## [DOCUMENT TEXT]
○ ○ ○ ○
With some students acting as victims and one playing the role of aggressor, school staffers put out the call that an "active shooter" was on the loose in a residence hall.

Campus police responded, secured the campus and took down the shooter. When the smoke from firecrackers and smoke bombs cleared, all the students were safe.

Would the story have the same ending if what occurred Monday on the Virginia Tech campus took place at FSU?

"Knowing what we know today about this incident, I'm very proud to say we wouldn't change anything," FSU police Chief David Perry said. "We would refer back to that exercise and use the processes we already have in place."

But, Perry acknowledged, successfully carrying out such a plan in a real-life situation is difficult on a college campus, especially a large urban one like FSU.

"It takes a good working relationship with our law enforcement partners in the city and county and with our campus community partners as well," Perry said.

Campus police departments throughout the country likely will be re-evaluating their response plans in the aftermath of the Virginia Tech shootings.
○ ○ ○ ○
## [LIST OF TASKS]
• a. Duplicate the stretch of the campus shooting drill article from "Would the story" through "Virginia Tech shootings.".
• b. Go on with the article on the campus shooting drill, picking up after its final sentence.

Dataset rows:
○ ○ ○ ○
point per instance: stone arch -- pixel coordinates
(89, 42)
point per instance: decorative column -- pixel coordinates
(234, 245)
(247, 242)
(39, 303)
○ ○ ○ ○
## [EXPECTED RESPONSES]
• a.
Would the story have the same ending if what occurred Monday on the Virginia Tech campus took place at FSU?

"Knowing what we know today about this incident, I'm very proud to say we wouldn't change anything," FSU police Chief David Perry said. "We would refer back to that exercise and use the processes we already have in place."

But, Perry acknowledged, successfully carrying out such a plan in a real-life situation is difficult on a college campus, especially a large urban one like FSU.

"It takes a good working relationship with our law enforcement partners in the city and county and with our campus community partners as well," Perry said.

Campus police departments throughout the country likely will be re-evaluating their response plans in the aftermath of the Virginia Tech shootings.

• b.
Those response plans have been evolving since the Sept. 11, 2001, terrorist attacks and the deadly 1999 school shootings at Columbine High School in Colorado. All kinds of agencies and institutions -- including Florida's colleges and universities -- have put more thought into handling the unthinkable.

And yet, Florida's higher education institutions remain far from immune to what happened Monday at Virginia Tech, some officials here say.

Emergency response is "not an issue taken lightly at campuses," said Bill Edmonds, spokesman for the Florida Board of Governors, which oversees the state university system. "But at the same time, you can't plan for every possible whatever."

Universities often sit on hundreds of acres, with miles of unpatrolled boundaries. Classroom and administration buildings are usually open to the public. And ask any pizza delivery person how easy it is to get inside a typical dorm.

The University of South Florida in Tampa has trained a 40-person police force to carry out "active shooter intervention," said Lt. Meg Ross, spokeswoman for the USF Police Department.

How the officers would respond to a particular situation would depend on the facts on the ground, Ross said. Ordering an immediate lockdown of all campus buildings might sound like an easy call, but if the location of the gunman is unknown, the end result might be locking the attacker in with his victims.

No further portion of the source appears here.